Source data:
►

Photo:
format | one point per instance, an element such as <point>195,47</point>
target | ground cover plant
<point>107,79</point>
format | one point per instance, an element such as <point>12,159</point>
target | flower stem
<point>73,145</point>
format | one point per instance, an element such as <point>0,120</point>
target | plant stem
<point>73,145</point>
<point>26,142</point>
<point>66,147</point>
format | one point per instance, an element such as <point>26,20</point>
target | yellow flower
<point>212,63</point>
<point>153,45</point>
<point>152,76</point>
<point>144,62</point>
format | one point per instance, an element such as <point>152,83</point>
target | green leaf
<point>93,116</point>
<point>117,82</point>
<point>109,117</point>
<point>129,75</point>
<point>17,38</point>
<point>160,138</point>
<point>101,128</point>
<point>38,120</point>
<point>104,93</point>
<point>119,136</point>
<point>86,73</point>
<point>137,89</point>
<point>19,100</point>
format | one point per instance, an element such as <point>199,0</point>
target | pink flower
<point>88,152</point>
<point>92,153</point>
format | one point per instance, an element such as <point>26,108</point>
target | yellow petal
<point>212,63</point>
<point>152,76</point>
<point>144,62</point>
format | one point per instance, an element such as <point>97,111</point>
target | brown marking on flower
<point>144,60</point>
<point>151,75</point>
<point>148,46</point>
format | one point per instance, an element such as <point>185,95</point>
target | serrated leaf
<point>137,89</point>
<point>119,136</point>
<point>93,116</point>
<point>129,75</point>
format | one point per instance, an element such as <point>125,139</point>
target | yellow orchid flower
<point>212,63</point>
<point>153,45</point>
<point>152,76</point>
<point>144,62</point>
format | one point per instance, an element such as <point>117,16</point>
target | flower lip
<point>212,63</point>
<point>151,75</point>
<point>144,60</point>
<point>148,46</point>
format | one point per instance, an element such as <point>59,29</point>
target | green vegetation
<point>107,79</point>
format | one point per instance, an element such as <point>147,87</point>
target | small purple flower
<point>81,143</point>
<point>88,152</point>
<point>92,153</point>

◄

What is being asked: From the line containing "target | pink flower" through the last line of the entries above, print every line exactly, including both ends, and nothing else.

Result of the exercise:
target | pink flower
<point>88,152</point>
<point>92,153</point>
format | one point per instance, an element such as <point>26,108</point>
target | yellow petal
<point>212,63</point>
<point>152,76</point>
<point>144,62</point>
format | one point per instance, an element such as <point>97,111</point>
target | brown marking on flower
<point>144,60</point>
<point>151,75</point>
<point>148,46</point>
format | one point per instance, an element such as <point>185,95</point>
target | serrated leaf
<point>137,89</point>
<point>119,136</point>
<point>93,116</point>
<point>129,75</point>
format | one point per instance, an element such as <point>125,139</point>
target | yellow orchid flower
<point>212,63</point>
<point>153,45</point>
<point>152,76</point>
<point>144,62</point>
format | one point per instance, an element such as <point>117,16</point>
target | flower lip
<point>212,63</point>
<point>151,75</point>
<point>144,60</point>
<point>148,46</point>
format | one point per instance, an element such as <point>59,29</point>
target | green vegetation
<point>107,79</point>
format | one point per instance, an element such as <point>147,87</point>
target | small purple flower
<point>81,143</point>
<point>88,152</point>
<point>92,153</point>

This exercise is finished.